- **TASK MATERIAL**
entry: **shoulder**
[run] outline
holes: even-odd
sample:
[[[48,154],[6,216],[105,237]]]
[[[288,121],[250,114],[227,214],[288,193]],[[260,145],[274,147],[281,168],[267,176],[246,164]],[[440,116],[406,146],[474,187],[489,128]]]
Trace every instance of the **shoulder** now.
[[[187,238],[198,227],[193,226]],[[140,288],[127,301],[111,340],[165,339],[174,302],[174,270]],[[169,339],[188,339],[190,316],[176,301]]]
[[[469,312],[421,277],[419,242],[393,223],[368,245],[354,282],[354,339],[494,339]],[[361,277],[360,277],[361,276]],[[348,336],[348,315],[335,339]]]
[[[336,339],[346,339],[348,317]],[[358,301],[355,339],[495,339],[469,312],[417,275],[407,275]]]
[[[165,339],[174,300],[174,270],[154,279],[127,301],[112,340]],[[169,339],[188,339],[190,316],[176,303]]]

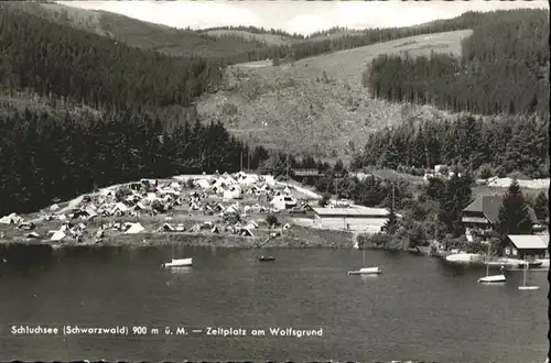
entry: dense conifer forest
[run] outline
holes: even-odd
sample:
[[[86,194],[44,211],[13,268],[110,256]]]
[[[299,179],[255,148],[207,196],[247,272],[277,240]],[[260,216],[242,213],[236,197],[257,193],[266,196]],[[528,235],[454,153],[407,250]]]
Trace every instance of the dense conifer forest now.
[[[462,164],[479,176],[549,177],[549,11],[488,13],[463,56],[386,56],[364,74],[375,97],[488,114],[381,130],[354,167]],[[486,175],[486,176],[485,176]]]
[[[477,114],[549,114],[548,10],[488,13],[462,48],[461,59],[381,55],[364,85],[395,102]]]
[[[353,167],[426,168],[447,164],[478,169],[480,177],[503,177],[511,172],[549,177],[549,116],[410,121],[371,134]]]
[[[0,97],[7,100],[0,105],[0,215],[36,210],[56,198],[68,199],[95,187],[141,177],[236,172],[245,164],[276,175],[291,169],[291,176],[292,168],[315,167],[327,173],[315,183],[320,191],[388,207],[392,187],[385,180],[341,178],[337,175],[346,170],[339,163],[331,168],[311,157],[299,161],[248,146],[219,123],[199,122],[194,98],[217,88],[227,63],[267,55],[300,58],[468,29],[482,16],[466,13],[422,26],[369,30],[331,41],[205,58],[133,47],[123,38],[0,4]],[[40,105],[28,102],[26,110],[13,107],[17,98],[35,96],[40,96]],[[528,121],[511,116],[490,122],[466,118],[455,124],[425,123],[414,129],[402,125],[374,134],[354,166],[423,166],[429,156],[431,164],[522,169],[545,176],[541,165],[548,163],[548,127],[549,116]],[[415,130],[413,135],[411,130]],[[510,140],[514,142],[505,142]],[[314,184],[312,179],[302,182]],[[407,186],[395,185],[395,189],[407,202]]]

- **GOAL**
Could you extract every line of these records verbatim, leaving out the pictures?

- **COMPLETE RESPONSE**
entry: **shoulder**
[run] outline
holes: even-odd
sample:
[[[48,154],[6,216],[105,237]]]
[[[288,121],[250,114],[227,214],[288,193]],[[260,145],[274,147],[281,168],[267,176],[246,164]],[[440,116],[406,146],[474,187],[489,128]]]
Trace every instance of the **shoulder** now.
[[[187,238],[198,227],[193,226]],[[140,288],[127,301],[111,340],[165,339],[174,302],[174,270]],[[169,339],[188,339],[190,316],[176,301]]]
[[[469,312],[421,277],[419,242],[393,223],[368,245],[354,282],[354,339],[494,339]],[[361,277],[360,277],[361,276]],[[348,336],[348,315],[335,339]]]
[[[336,339],[346,339],[348,317]],[[358,301],[355,339],[495,339],[469,312],[417,275],[407,275]]]
[[[165,339],[174,300],[174,270],[154,279],[127,301],[112,340]],[[169,339],[188,339],[190,316],[176,303]]]

entry: dense conifer forest
[run] outline
holes: even-odd
sample:
[[[86,194],[44,211],[13,268],[110,256]]]
[[[299,179],[255,148],[207,196],[247,272],[277,240]],[[260,216],[242,213],[236,197],[257,193],[266,196]],[[528,235],[454,153],[407,250]]]
Trace every instance of the dense conifer forest now.
[[[462,164],[479,176],[549,177],[549,11],[488,13],[463,56],[386,56],[364,74],[375,97],[488,114],[381,130],[354,167]],[[486,175],[486,176],[485,176]]]
[[[477,114],[549,114],[548,10],[488,13],[462,48],[461,59],[381,55],[364,85],[395,102]]]
[[[353,167],[426,168],[447,164],[478,169],[480,177],[503,177],[511,172],[549,177],[549,116],[410,121],[371,134]]]
[[[0,97],[7,100],[0,105],[0,215],[36,210],[56,198],[68,199],[95,187],[141,177],[236,172],[245,164],[276,175],[291,169],[291,176],[292,168],[315,167],[327,173],[315,183],[320,191],[388,207],[392,187],[385,180],[341,178],[337,175],[346,170],[339,163],[331,168],[311,157],[299,161],[248,146],[219,123],[199,122],[194,98],[217,88],[227,63],[267,55],[300,58],[468,29],[482,16],[466,13],[422,26],[369,30],[331,41],[205,58],[133,47],[123,38],[0,4]],[[40,105],[28,102],[26,110],[13,107],[17,98],[35,96],[40,96]],[[528,121],[511,116],[490,122],[466,118],[455,124],[425,123],[414,129],[402,125],[374,134],[354,166],[423,166],[429,156],[431,164],[522,169],[545,176],[541,165],[548,163],[548,127],[549,116]],[[415,130],[413,135],[411,130]],[[510,140],[514,142],[505,142]],[[314,184],[312,179],[302,182]],[[407,186],[395,185],[395,189],[407,202]]]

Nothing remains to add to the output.